EXCERPTED TEXT —
───
# KYT: ZeWarriorReturns



## Sinkhead (Mar 18, 2008)

*The 'temper being questioned during this session is ZeWarriorReturns!* (View blog or Wiki page) 

For those of you that are new to the game, here are the rules:
One user will be put on the questioning stand every two days (or so)
Once that user's session of questioning starts, anybody can ask that user a reasonable amount of questions they want via posting on the thread
These questions can be about anything. Personal life, GBAtemp/internet life, pet peeves, musical tastes, "what if" situations... ANYTHING!
Please try to post all your questions at once, in one solid post
Upon receiving questions, the user that is in the spotlight can answer them at anytime, as long as it's before their time is up
This quirky little activity will help us get to know our fellow 'tempers even better in an exciting, chaotic manner!
───
STATED TASK 1 —
Output the part of the KYT thread between "For those of" and "exciting, chaotic manner!", inclusive, with no changes.
STATED TASK 2 —
Answer these questions using the KYT thread:
(a) Which user is being questioned during this session?
(b) How often is a user put on the questioning stand?
(c) How are participants asked to post their questions?

INFORMATION PROVIDED —
───
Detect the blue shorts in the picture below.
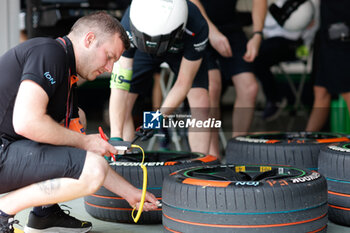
───
CORRECT OUTPUT 1 —
For those of you that are new to the game, here are the rules:
One user will be put on the questioning stand every two days (or so)
Once that user's session of questioning starts, anybody can ask that user a reasonable amount of questions they want via posting on the thread
These questions can be about anything. Personal life, GBAtemp/internet life, pet peeves, musical tastes, "what if" situations... ANYTHING!
Please try to post all your questions at once, in one solid post
Upon receiving questions, the user that is in the spotlight can answer them at anytime, as long as it's before their time is up
This quirky little activity will help us get to know our fellow 'tempers even better in an exciting, chaotic manner!

CORRECT OUTPUT 2 —
(a) ZeWarriorReturns.
(b) Every two days (or so).
(c) All at once, in one solid post.